§ Set task: Write out the data below word for word, leaving out the pictures.

— Begin Recorded data —

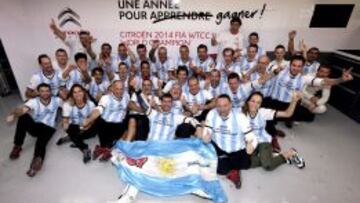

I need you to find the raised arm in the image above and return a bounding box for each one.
[276,92,301,118]
[288,30,296,55]
[50,19,66,41]
[149,40,160,63]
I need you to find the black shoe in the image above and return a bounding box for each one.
[26,157,43,177]
[285,121,293,129]
[83,149,91,164]
[56,136,71,145]
[276,130,286,138]
[290,148,305,169]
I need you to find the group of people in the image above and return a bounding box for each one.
[7,17,353,202]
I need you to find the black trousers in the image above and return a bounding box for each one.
[66,123,97,151]
[97,117,127,148]
[211,142,251,175]
[294,105,315,122]
[125,114,150,141]
[14,114,56,160]
[266,100,301,137]
[194,109,210,122]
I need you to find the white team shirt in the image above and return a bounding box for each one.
[240,58,257,73]
[147,109,199,140]
[250,72,275,98]
[216,29,244,61]
[182,89,213,116]
[225,81,258,111]
[205,109,255,153]
[130,93,160,115]
[303,61,320,75]
[216,61,241,81]
[175,57,195,76]
[171,99,184,114]
[155,57,175,82]
[245,108,276,143]
[87,78,110,98]
[63,68,86,90]
[195,56,215,73]
[96,92,130,123]
[27,70,64,96]
[62,100,95,126]
[271,68,323,103]
[25,97,63,128]
[64,34,97,69]
[207,81,229,98]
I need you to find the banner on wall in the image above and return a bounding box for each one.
[53,0,267,54]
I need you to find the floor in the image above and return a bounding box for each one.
[0,94,360,203]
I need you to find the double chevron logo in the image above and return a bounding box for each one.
[58,7,81,27]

— End Recorded data —

§ Exercise response:
I need you to find the raised arm in the image above and return a bounding box for each one.
[276,92,301,118]
[288,30,296,55]
[50,19,66,41]
[149,40,160,63]
I need you to find the black shoe in the image above and return a bounding box for each one.
[26,157,43,177]
[285,121,293,129]
[83,149,91,164]
[56,136,71,145]
[276,130,286,138]
[290,148,305,169]
I need you to find the group of people in the image above and return a bounding box for each one.
[7,17,353,202]
I need you to find the black trousers in the image above and return a bounding box for each one.
[66,123,97,151]
[97,117,127,148]
[211,142,251,175]
[294,105,315,122]
[125,114,150,141]
[14,114,56,160]
[266,100,301,137]
[194,109,210,122]
I need you to find the white team shirt in the image above and return a bounding box for each one.
[240,58,257,73]
[147,109,199,140]
[250,72,275,98]
[216,29,244,61]
[182,89,213,116]
[225,81,258,111]
[205,109,255,153]
[130,93,160,115]
[303,61,320,75]
[216,61,241,81]
[175,57,195,76]
[171,99,184,114]
[155,57,175,82]
[245,108,276,143]
[87,78,110,98]
[63,68,86,90]
[195,56,215,73]
[96,92,130,123]
[27,70,64,96]
[62,100,95,126]
[271,68,323,103]
[25,97,63,128]
[64,34,97,69]
[207,81,229,98]
I need you to find the banner on wall in the image above and return a bounding box for each one.
[53,0,267,54]
I need you to find the floor in the image above and return a bounding box for each one.
[0,94,360,203]
I need you to find the double chevron logo in the image above and return a bounding box for each one.
[58,7,81,27]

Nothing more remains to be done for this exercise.